Given task A:
Reproduce every line of the point labeling listing, requests included, and shift each point coordinate in the answers by -47, leaving the numbers in the requests and their sample output shapes unchanged. Omit the pictures.

Source text:

§ §

PLBW 2014: A walk down the fashion aisle

As designers take a final bow at PLBW 2014, we round-up of what we developed a penchant for, what failed to enchant


Bridal fashion is a bit of a balancing act. Combining creativity, luxury and tradition into a striking statement is an art that is testament to a designer’s originality and craftsmanship. Playing with structure and silhouette to enhance embellishments is a skill that only the best fashion collections can flaunt. At the PFDC L’Oréal Paris Bridal Week (PLBW) 2014, several collections ticked all these boxes.

Sana Safinaz, Fahad Hussayn, Misha Lakhani, Nomi Ansari, Zara Shahjahan, Shamaeel Ansari and Sania Maskatiya were all impressive in their own way. From Nomi’s masterful use of colour to Fahad’s tasteful embroidery, they all had their own strong suits. Sana Safinaz brought freshness to the ramp with their beautiful print-lined worked dupattas.

Zara’s intricate shawls with aari work added an element of opulence to a polished new look from her. Shamaeel’s regal creations exuded elegance, and Misha injected the cool factor with kaftans and a laidback vibe into her collection.

Sania Maskatiya dialled back her previous experimentalism with a show that struck the right balance between creativity and wearability. She included trendy pieces, such as high-waisted shararas, printed pants and a sari over a lehenga paired with delicate floral motifs in net and silk. All these designers exhibited variety, artistry and their distinct aesthetic.

There were plenty of other hits on the ramp. The first half of Hassan Sheheryar Yasin’s show was as masterful and original as any other during the event. Nida Azwer showed some stunning pieces and the artistry of her pieces was unmatched. One trailing lehenga stood out particularly for its intricate thread work, featuring birds, trees and animals. Some of the outfits, however, were a little underwhelming for the ramp.

Nickie Nina presented some exceptional pieces in pale pastels featuring gotta embroidery. Their collection would have been much better if they had expanded this theme further. Saira Shakira showed a collection that was both experimental and beautiful, comprising shirt collars, half capes and twists on saris. Not everything worked but the good outweighed the bad. Ali Xeeshan featured far too many lehengas, but his gotta work was inspired.

As expected, there were some major misses. A bridal collection is a huge investment, and so there is a tendency among some designers to stifle their creativity on the altar of commercial considerations. When people are paying the sort of prices that designer creations cost these days, they want their clothes to scream their designer pedigree.

§ §

Given task B:
Restate word for word the bridal week review from "Sania Maskatiya dialled" up to and including "their distinct aesthetic.".

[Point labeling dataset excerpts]

§ §

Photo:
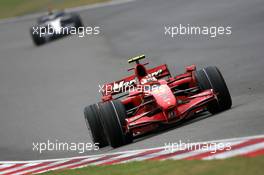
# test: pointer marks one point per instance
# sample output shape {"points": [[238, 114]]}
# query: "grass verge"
{"points": [[231, 166], [11, 8]]}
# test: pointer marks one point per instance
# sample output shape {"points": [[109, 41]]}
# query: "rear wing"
{"points": [[124, 84]]}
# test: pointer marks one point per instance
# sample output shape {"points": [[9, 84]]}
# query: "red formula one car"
{"points": [[152, 98]]}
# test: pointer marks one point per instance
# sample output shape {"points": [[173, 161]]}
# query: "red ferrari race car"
{"points": [[152, 98]]}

§ §

Complete response A:
Photo:
# test: pointer marks one point per instance
# sample output shape {"points": [[238, 114]]}
# query: "grass verge"
{"points": [[184, 119], [-36, -39]]}
# test: pointer marks one point per instance
# sample output shape {"points": [[109, 41]]}
# query: "rear wing"
{"points": [[77, 37]]}
# test: pointer marks one point per instance
# sample output shape {"points": [[9, 84]]}
# query: "red formula one car"
{"points": [[105, 51]]}
# test: pointer marks one point per instance
# sample output shape {"points": [[173, 161]]}
# query: "red ferrari race car"
{"points": [[105, 51]]}

Complete response B:
Sania Maskatiya dialled back her previous experimentalism with a show that struck the right balance between creativity and wearability. She included trendy pieces, such as high-waisted shararas, printed pants and a sari over a lehenga paired with delicate floral motifs in net and silk. All these designers exhibited variety, artistry and their distinct aesthetic.